Explore the material:
1. Copy the article on processor errors word for word, from "Linux guru Linus" up to and including "memory management system.".
2. Name every person and every open-source project mentioned in the article on Intel processor errors.
3. Pick up the article on Intel processor errors after its final sentence and keep writing it.

Provided passage:
******************************

How many errors are OK?

In the security business we're only too used to worrying about software problems. What we don't tend to see so much discussion of is hardware vulnerabilities. Recently however, Intel's new Core 2 Duo processor has been the subject of some high-profile criticism.

Leading the charge is Theo de Raadt. As a major player in the OpenSSH and OpenBSD projects, de Raadt's credentials are impressive, so it's difficult to brush his comments under the carpet. In a recent posting to the OpenBSD mailing list, he slated Intel's new processor range, expressing concern over a range of memory management and related bugs in the Intel errata list.

This has provoked a furious debate over whether there's anything to worry about. Indeed, errors in processors are not a new thing; a quick review of Intel's website shows a hefty set of errata for each of the Pentium range. Given the extreme complexity of modern processors, I'm surprised there aren't more.

Linux guru Linus Torvalds had a much less extreme reaction, describing the key problems with memory handling as insignificant. He suggested that Intel's main problem was poor documentation of the new memory management system.

Unlike normal software bugs, a CPU exploit could affect all operating systems. Given the almost ubiquitous nature of Intel's CPUs, this would be a serious matter, although the exploit would have to be customised for each OS to provide a sophisticated hack. A platform-independent denial-of-service may be feasible, but a universal buffer overflow exploit won't be.

Modern CPUs run "microcode" and can be patched by BIOS updates or modules in the OS. One of de Raadt's concerns, which I think is valid, is that manufacturers such as Intel tend to ignore the open-source community when issuing the necessary technical details for such updates.

******************************

Records shown:
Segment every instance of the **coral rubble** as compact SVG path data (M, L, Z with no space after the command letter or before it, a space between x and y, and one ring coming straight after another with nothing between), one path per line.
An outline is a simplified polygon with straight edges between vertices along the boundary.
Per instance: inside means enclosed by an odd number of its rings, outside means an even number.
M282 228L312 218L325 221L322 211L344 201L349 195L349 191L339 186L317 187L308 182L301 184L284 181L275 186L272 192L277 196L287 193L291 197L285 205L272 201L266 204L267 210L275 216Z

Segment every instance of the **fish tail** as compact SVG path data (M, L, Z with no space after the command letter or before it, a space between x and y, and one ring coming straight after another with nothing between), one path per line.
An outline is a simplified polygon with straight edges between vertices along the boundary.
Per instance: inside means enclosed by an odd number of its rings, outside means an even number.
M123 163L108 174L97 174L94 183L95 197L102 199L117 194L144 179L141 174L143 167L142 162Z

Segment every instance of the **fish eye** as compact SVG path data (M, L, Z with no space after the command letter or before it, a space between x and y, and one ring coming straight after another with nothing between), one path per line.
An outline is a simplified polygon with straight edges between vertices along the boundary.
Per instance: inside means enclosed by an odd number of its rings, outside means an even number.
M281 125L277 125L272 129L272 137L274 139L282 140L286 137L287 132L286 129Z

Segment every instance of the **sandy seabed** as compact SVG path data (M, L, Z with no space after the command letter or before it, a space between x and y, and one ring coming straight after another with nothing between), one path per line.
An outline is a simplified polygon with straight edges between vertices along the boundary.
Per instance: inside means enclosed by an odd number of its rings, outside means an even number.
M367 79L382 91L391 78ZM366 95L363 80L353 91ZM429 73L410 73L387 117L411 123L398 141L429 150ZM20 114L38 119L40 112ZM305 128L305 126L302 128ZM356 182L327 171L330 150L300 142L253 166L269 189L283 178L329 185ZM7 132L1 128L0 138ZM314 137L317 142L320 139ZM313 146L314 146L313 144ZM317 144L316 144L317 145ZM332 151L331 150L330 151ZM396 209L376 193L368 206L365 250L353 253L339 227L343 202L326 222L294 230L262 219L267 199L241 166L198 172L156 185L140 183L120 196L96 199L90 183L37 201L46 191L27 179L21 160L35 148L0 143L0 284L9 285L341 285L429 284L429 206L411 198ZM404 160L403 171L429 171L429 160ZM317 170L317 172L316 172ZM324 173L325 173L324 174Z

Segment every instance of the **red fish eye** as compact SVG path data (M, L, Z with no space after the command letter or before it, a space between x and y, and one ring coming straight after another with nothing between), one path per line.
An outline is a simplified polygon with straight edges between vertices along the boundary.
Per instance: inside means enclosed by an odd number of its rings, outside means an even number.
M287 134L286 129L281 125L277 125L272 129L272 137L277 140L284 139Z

******************************

Your written answers:
1.
Linux guru Linus Torvalds had a much less extreme reaction, describing the key problems with memory handling as insignificant. He suggested that Intel's main problem was poor documentation of the new memory management system.

2.
- Theo de Raadt
- OpenSSH
- OpenBSD
- Linus Torvalds
- Linux

3.
Indeed, ironically in this case, the open source "vulnerability window" may be noticeably worse than that of commercial operating systems, a reversal of the usual situation.

At the moment the jury is still out. As yet there are no exploits or proof-of-concept code to demonstrate the vulnerabilities proposed by de Raadt.

On a more pragmatic note, the impression that hardware is error-free is a naive one. There have been efforts to produce formally proven and reliable CPUs in the past, but they have failed to come up with that elusive perfect option. Consider, for example, the development and subsequent demise of the Viper processor, hailed as the solution to everyone's safety and security needs back in the 1980s.

Although Claude Shannon elegantly proved in the 1940s that a reliable communications channel could be produced from an unreliable one by sacrificing bandwidth, it has not been possible to transfer this approach to the computing world.

The key problem is that in communications systems information is not lost, but in computing it is. For example, from the sum of two numbers you cannot generally reverse the process to reveal the original numbers. This means Shannon's work cannot be simply transferred to computers.

There is some work on reversible computing underway in the quantum computing world, but it will be a while before it reaches the shopfloor, if it ever does.

So while the error rate can be reduced, it cannot be removed completely. The question then is how much error is acceptable, and the problem becomes a more familiar one of risk management.

General purpose processors are always going to involve trade-offs on performance and commercial benefits versus testing and reliability. Although there are less complex and (debatably) "more secure" options around, off-the-shelf processors will get far more testing simply due to the size of the market. Even with the error rates in Intel's previous devices, they are considered reliable enough for many safety-critical applications.

Perhaps the saving grace for hardware reliability is the unreliability of software and its users. Whatever the risk of a hardware error breaching your security, I'm willing to bet the chances of errant software or users breaking it first are several orders of magnitude higher.